> _TO BE DONE_: Copy every line of the listing below that contains the string "task", treating uppercase and lowercase as different.

═════ RECORD LIST ═════

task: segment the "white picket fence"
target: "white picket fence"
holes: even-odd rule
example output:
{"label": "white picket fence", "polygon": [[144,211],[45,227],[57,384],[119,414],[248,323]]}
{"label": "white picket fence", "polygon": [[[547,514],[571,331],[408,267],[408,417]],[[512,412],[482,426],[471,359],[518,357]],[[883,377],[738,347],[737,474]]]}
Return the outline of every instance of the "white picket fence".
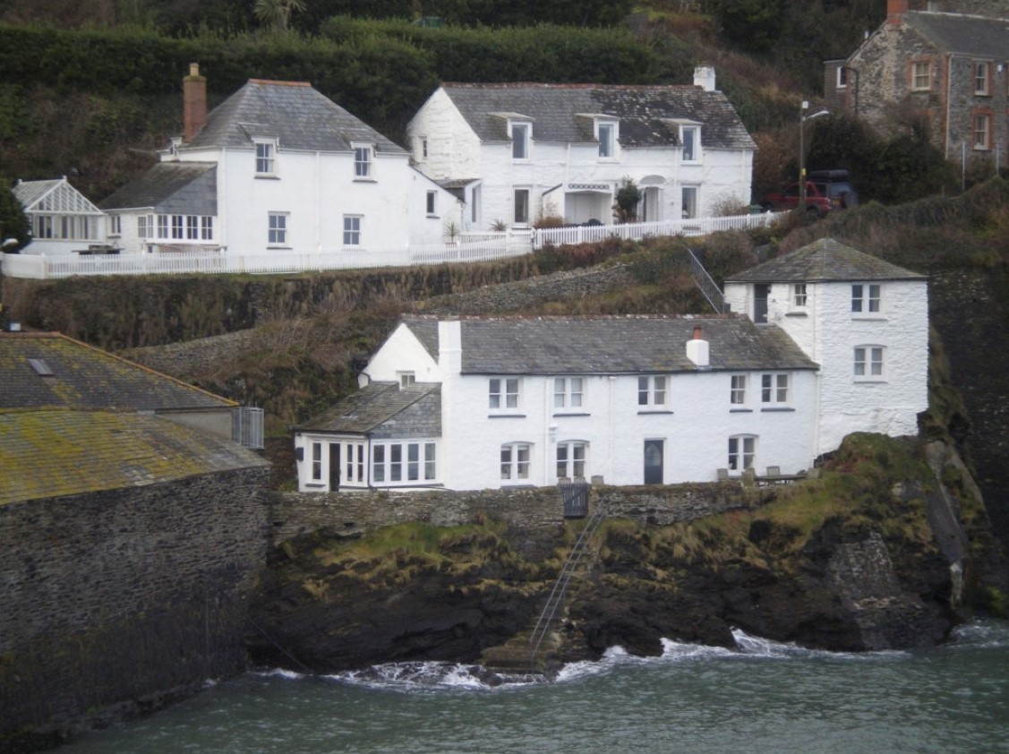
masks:
{"label": "white picket fence", "polygon": [[451,242],[400,248],[354,247],[254,253],[221,250],[127,254],[0,254],[0,270],[10,278],[53,280],[106,275],[276,275],[323,270],[446,264],[521,256],[546,245],[592,243],[607,238],[641,240],[650,236],[706,235],[718,230],[769,225],[777,217],[779,216],[774,214],[741,215],[625,225],[466,232]]}

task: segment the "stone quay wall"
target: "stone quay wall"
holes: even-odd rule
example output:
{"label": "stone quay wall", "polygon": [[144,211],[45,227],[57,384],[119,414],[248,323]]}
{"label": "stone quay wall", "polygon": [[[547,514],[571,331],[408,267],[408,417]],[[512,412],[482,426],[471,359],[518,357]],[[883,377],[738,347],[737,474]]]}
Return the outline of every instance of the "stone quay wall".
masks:
{"label": "stone quay wall", "polygon": [[[238,469],[0,507],[0,750],[245,669],[267,476]],[[12,743],[27,730],[35,744]]]}

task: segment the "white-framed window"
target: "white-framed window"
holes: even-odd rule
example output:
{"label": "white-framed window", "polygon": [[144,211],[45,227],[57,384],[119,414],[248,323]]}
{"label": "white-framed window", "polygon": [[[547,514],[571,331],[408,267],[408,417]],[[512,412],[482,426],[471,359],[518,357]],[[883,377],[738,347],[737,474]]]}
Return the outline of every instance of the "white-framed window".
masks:
{"label": "white-framed window", "polygon": [[753,468],[756,458],[757,438],[754,435],[735,435],[728,438],[730,471]]}
{"label": "white-framed window", "polygon": [[370,144],[354,145],[354,178],[369,179],[372,177],[371,170],[374,161],[374,147]]}
{"label": "white-framed window", "polygon": [[684,186],[680,192],[684,220],[697,217],[697,187]]}
{"label": "white-framed window", "polygon": [[992,146],[992,116],[988,113],[974,114],[974,148],[990,149]]}
{"label": "white-framed window", "polygon": [[522,391],[520,378],[490,378],[487,381],[487,408],[491,411],[516,411]]}
{"label": "white-framed window", "polygon": [[728,389],[728,403],[733,406],[746,406],[747,404],[747,375],[733,374],[732,384]]}
{"label": "white-framed window", "polygon": [[856,283],[852,286],[852,313],[879,314],[882,287],[877,283]]}
{"label": "white-framed window", "polygon": [[276,144],[273,141],[255,142],[255,175],[276,175]]}
{"label": "white-framed window", "polygon": [[599,158],[609,159],[616,156],[616,124],[599,123],[597,126],[599,139]]}
{"label": "white-framed window", "polygon": [[438,478],[438,445],[432,441],[381,442],[371,446],[371,481],[432,482]]}
{"label": "white-framed window", "polygon": [[662,406],[666,405],[666,390],[669,379],[664,374],[642,374],[638,378],[638,405],[639,406]]}
{"label": "white-framed window", "polygon": [[882,345],[855,346],[854,370],[856,382],[878,382],[884,379]]}
{"label": "white-framed window", "polygon": [[911,91],[927,92],[932,88],[931,61],[915,61],[911,64]]}
{"label": "white-framed window", "polygon": [[788,403],[788,374],[761,374],[760,402],[765,406]]}
{"label": "white-framed window", "polygon": [[584,378],[554,378],[555,409],[580,409],[584,403]]}
{"label": "white-framed window", "polygon": [[533,446],[528,442],[507,442],[500,450],[501,479],[524,481],[529,478],[530,458]]}
{"label": "white-framed window", "polygon": [[529,224],[529,189],[515,190],[515,223]]}
{"label": "white-framed window", "polygon": [[557,478],[584,478],[588,443],[569,440],[557,443]]}
{"label": "white-framed window", "polygon": [[680,143],[684,163],[700,161],[700,126],[680,126]]}
{"label": "white-framed window", "polygon": [[796,283],[792,286],[792,306],[796,309],[806,307],[806,284]]}
{"label": "white-framed window", "polygon": [[531,130],[529,123],[512,124],[512,159],[529,159]]}
{"label": "white-framed window", "polygon": [[288,243],[288,213],[270,212],[266,218],[266,243],[271,246],[284,246]]}
{"label": "white-framed window", "polygon": [[988,61],[975,61],[974,93],[979,97],[987,97],[992,93],[992,64]]}
{"label": "white-framed window", "polygon": [[343,216],[343,245],[359,246],[361,244],[361,216]]}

═════

> _ANSWER TO THE PROBLEM_:
task: segment the "white picket fence"
task: segment the "stone quay wall"
task: segment the "white-framed window"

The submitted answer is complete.